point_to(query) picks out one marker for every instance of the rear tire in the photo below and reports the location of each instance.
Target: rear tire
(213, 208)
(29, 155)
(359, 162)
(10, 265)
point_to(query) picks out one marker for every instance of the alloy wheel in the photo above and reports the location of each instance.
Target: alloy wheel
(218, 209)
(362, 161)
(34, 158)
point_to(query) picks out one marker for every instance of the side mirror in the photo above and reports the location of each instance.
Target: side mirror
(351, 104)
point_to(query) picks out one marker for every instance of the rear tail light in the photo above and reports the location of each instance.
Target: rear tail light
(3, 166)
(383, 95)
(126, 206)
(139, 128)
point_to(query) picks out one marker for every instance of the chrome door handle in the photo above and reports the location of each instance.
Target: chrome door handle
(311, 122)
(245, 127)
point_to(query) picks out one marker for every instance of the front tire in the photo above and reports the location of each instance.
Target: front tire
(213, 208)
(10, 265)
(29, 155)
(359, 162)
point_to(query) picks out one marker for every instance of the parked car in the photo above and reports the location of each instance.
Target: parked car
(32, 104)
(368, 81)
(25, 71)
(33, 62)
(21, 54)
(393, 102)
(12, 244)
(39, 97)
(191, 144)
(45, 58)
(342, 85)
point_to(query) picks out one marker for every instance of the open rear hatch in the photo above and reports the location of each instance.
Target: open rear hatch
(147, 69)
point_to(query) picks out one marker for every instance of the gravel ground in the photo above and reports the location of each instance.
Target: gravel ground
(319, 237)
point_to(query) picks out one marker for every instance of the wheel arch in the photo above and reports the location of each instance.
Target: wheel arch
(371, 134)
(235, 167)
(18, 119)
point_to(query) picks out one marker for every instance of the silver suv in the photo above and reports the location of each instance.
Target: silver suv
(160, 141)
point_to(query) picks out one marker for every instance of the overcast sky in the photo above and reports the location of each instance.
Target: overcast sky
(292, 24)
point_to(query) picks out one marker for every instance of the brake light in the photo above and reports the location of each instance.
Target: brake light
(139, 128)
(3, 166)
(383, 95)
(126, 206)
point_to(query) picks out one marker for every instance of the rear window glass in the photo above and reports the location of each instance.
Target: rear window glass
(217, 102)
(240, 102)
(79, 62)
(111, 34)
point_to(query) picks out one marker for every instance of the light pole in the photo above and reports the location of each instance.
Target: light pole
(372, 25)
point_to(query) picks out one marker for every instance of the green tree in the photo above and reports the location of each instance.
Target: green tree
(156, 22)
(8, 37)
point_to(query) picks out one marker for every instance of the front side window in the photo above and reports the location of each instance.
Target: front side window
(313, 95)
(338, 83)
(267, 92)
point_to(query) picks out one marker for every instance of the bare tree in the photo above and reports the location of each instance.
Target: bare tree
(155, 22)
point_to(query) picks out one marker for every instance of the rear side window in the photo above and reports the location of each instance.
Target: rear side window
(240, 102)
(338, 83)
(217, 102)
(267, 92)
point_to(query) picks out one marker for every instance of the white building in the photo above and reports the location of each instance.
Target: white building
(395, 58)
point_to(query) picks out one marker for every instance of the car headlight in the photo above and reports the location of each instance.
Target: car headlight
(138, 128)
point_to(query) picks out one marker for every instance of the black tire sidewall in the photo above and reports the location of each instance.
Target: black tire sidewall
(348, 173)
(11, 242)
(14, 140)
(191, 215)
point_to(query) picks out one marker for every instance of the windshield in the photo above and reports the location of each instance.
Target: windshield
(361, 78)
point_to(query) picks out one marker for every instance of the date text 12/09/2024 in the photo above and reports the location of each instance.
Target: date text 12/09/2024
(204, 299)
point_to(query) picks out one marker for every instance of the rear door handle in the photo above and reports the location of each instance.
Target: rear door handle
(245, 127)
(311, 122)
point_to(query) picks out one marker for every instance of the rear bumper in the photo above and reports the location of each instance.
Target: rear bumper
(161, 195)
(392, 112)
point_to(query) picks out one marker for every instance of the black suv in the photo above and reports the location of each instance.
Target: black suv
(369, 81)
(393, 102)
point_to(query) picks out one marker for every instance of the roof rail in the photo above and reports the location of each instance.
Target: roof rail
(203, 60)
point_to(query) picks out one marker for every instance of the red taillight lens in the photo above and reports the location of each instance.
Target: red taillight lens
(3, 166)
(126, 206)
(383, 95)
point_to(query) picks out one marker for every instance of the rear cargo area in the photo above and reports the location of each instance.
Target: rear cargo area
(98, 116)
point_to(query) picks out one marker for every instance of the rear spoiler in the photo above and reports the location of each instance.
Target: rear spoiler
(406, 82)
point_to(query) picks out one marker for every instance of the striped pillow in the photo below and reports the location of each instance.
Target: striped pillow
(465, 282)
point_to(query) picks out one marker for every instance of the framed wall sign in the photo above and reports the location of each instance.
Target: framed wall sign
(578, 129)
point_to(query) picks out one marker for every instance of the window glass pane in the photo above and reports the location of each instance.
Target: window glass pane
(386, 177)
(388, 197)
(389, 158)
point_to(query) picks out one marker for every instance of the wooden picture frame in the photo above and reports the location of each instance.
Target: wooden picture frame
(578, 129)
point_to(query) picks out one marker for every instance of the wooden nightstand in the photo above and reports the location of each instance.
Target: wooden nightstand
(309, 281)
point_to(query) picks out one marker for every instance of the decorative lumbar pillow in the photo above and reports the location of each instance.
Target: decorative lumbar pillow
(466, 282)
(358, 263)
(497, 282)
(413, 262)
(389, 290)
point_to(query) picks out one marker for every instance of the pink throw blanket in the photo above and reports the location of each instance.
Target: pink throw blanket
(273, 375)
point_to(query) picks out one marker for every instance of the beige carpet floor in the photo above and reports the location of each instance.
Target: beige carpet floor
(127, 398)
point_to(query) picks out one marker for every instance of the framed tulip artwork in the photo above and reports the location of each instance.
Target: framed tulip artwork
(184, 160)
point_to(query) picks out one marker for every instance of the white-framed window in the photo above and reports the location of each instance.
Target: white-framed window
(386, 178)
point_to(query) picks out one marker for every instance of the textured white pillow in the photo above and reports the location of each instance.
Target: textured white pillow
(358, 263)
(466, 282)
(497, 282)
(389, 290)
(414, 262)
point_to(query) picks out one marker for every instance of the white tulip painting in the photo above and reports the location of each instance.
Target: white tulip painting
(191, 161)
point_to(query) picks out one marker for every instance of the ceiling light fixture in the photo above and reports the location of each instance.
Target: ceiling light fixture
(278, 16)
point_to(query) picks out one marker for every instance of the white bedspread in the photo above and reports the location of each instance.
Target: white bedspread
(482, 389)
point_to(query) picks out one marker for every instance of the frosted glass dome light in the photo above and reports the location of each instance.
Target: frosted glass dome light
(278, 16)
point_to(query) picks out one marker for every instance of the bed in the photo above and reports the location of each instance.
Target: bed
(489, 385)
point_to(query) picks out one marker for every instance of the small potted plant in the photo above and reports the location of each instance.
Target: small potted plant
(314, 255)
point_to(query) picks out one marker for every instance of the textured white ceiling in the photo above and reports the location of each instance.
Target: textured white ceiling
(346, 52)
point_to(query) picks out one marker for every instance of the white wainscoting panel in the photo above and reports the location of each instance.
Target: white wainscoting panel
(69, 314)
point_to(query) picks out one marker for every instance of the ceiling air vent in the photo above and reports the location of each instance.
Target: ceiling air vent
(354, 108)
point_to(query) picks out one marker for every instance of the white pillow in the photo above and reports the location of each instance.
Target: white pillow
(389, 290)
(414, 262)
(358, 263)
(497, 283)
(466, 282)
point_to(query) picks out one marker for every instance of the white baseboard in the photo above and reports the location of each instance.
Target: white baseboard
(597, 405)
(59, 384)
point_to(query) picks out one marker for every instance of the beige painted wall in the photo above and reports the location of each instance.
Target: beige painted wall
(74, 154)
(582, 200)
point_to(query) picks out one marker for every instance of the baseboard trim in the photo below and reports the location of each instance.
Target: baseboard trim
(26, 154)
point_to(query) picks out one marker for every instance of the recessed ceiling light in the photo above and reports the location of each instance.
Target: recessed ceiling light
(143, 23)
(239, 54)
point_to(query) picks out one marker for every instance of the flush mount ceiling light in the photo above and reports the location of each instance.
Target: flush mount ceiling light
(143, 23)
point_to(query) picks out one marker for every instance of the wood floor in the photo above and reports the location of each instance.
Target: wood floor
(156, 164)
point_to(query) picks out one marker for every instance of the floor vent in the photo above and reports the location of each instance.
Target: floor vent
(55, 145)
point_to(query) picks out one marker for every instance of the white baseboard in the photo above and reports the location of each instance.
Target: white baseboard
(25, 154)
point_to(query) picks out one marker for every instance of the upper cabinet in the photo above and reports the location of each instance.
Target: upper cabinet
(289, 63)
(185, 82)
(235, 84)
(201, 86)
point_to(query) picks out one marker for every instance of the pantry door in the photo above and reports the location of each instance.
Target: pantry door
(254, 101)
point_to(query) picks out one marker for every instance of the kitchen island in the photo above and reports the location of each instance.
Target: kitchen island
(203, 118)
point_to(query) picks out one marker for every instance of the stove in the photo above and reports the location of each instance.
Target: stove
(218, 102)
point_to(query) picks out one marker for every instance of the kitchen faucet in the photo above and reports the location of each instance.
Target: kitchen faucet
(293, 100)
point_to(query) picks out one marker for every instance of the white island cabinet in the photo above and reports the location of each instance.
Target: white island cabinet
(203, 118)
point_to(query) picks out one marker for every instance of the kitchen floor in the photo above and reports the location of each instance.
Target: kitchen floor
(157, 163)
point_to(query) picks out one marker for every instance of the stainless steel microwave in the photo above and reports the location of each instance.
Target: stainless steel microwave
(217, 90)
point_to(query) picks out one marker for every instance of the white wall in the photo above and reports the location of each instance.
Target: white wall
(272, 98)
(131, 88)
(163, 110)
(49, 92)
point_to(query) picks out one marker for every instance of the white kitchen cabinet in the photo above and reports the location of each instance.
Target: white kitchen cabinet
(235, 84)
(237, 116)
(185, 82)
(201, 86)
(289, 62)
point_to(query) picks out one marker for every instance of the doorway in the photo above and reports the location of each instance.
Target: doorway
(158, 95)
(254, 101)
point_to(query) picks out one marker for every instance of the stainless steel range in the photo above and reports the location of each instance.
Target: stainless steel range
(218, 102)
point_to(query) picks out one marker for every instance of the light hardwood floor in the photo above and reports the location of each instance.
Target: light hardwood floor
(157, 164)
---*---
**Your assignment**
Produce a word-for-word copy of everything above from the line holding "Target: small potted plant" down to the line holding "of the flush", with both of those lines kept.

**Exercise result**
Target: small potted plant
(314, 255)
point_to(query) picks out one marker for every instance of the textured white ceiling in the photo above and reports the location of each instance.
Target: textured white ceiling
(346, 52)
point_to(query) picks out one marker for every instance of the white wainscoting panel in the photo above and reports the location of each instance.
Target: white wainscoting panel
(69, 314)
point_to(query) picks out one marker for every instance of the ceiling air vent in the photo above and reports the location of each instance.
Target: ceiling air vent
(354, 108)
point_to(query) picks out one marker for every instance of the white pillow in the photo above and reports the location of each instance.
Target: white pillow
(389, 290)
(414, 262)
(358, 263)
(497, 283)
(466, 282)
point_to(query) picks out one marker for every instance of the white baseboard in the photo above and reports the location of each instance.
Target: white baseboard
(597, 405)
(59, 384)
point_to(query) picks out one marker for every instance of the beige painted wall in the photo above and reports the location of each instance.
Target: beige painted wall
(74, 154)
(582, 200)
point_to(query) picks out one marker for every instance of the baseboard trim in the photo below and reports the location of each instance.
Target: baseboard trim
(26, 154)
point_to(query) picks out one marker for every instance of the recessed ceiling light in the photo above and reports the location of each instance.
Target: recessed ceiling light
(143, 23)
(239, 54)
point_to(query) picks out one marker for every instance of the flush mount ceiling light in the photo above and reports the location of each instance.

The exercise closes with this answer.